Repeat the full listing, word for word.

(Data extracted from a collection)
- - - -

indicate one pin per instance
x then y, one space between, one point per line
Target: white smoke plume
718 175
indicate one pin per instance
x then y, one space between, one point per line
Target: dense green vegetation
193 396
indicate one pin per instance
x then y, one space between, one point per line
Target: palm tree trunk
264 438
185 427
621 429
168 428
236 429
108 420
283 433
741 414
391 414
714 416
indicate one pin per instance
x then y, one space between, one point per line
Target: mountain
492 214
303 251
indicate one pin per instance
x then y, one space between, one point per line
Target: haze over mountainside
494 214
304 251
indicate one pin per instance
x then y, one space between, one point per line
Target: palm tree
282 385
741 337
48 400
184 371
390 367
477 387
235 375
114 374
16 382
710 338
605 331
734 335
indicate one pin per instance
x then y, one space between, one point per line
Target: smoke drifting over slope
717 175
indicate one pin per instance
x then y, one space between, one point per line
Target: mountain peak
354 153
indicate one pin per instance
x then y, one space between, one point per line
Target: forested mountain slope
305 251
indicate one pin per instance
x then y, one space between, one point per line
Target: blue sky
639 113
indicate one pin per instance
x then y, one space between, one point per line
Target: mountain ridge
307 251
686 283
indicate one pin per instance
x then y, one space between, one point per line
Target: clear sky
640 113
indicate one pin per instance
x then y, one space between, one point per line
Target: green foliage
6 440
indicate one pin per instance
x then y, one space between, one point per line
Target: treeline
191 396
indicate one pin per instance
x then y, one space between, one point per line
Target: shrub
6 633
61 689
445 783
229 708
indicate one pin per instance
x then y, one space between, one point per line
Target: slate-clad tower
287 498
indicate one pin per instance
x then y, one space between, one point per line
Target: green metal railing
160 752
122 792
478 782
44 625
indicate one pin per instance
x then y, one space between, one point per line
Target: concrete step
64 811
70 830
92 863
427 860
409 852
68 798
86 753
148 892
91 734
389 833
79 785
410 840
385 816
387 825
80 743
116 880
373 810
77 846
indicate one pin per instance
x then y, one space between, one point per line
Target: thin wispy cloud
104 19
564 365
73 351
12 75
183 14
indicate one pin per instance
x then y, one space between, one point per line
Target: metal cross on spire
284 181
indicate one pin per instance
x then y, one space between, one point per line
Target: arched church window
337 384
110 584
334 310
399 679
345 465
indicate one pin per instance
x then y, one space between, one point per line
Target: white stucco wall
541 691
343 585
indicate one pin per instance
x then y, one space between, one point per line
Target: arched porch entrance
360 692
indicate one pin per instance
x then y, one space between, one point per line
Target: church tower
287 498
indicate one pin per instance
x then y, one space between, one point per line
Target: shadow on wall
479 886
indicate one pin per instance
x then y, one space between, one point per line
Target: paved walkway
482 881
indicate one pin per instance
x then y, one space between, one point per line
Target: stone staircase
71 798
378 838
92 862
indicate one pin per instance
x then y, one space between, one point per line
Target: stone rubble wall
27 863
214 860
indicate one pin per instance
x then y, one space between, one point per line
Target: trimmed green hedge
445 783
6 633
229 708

- - - -

## Solution
indicate one pin per instance
x then y, one space between, one point per line
Target: white smoke plume
718 175
indicate one pin per instance
x then y, one space between, one point per line
Target: dense green vegetation
193 396
indicate one pin per instance
x then y, one space between, one point per line
Target: palm tree trunk
264 438
185 427
621 429
168 428
236 429
108 420
283 433
741 414
391 414
714 416
indicate one pin per instance
x then y, one space between, one point per line
Target: mountain
492 214
303 251
indicate one pin per instance
x then y, one space between, one point per line
Target: haze over mountainside
494 214
304 251
indicate one pin per instance
x then y, one space between, one point per line
Target: palm tree
282 385
741 337
48 400
184 371
390 367
477 387
235 375
114 374
16 382
710 338
605 331
734 335
indicate one pin per instance
x then y, one space between, one point per line
Target: smoke drifting over slope
717 175
indicate one pin per instance
x then y, one space between, one point per line
Target: mountain peak
354 153
indicate one pin per instance
x then y, one space between, one point per line
Target: forested mountain slope
305 251
indicate one pin per instance
x then y, one space between, one point per line
Target: blue sky
639 113
indicate one pin per instance
x then y, one space between, one point per line
Target: mountain ridge
307 251
686 283
indicate one pin per instance
x then y, one space between, one point per line
Target: clear sky
640 113
indicate one pin per instance
x then y, one space between, one point per line
Target: green foliage
6 440
indicate one pin per instance
x then y, one space between, one point per line
Target: treeline
191 396
indicate one pin per instance
x then y, one space between, one point per line
Target: shrub
6 633
61 689
445 783
229 708
indicate one pin per instance
x then y, one space between, one point per line
Target: slate-clad tower
287 498
indicate one pin per instance
x then y, one space between, one point per line
Target: green metal railing
160 752
122 792
478 782
44 625
indicate one pin per instance
x then y, one space between, one point per line
Target: concrete step
64 811
70 830
92 863
427 860
409 852
68 798
86 753
148 892
91 734
389 833
79 785
410 840
385 816
387 825
80 743
116 880
373 810
77 846
indicate one pin per instance
x then y, one space between, one point per line
Target: thin wispy cloud
104 19
564 365
73 351
12 75
183 14
indicate one pin per instance
x then y, one space between, one point per line
Target: metal cross on spire
284 181
indicate one pin per instance
x then y, one space between, one point per line
Target: arched church window
337 384
110 584
334 310
399 679
345 465
indicate one pin per instance
x then y, one space between, one point per line
Target: white stucco wall
541 691
343 585
indicate one pin per instance
x then y, one space between, one point per line
Target: arched porch entrance
360 692
indicate one pin per instance
x then y, one space between, one point per line
Target: church tower
287 498
indicate one pin per instance
x then y, one space between, one point per line
Target: shadow on wall
479 886
indicate one pin per instance
x then y, one space between, one point per line
Target: paved walkway
482 881
indicate one pin per instance
x then y, one space between, one point per line
Target: stone staircase
71 798
378 838
92 862
indicate one pin per instance
x then y, one space between, one point per line
Target: stone rubble wall
27 863
214 860
indicate one pin per instance
x then y, one space between, one point per line
Target: trimmed green hedge
445 783
6 633
229 708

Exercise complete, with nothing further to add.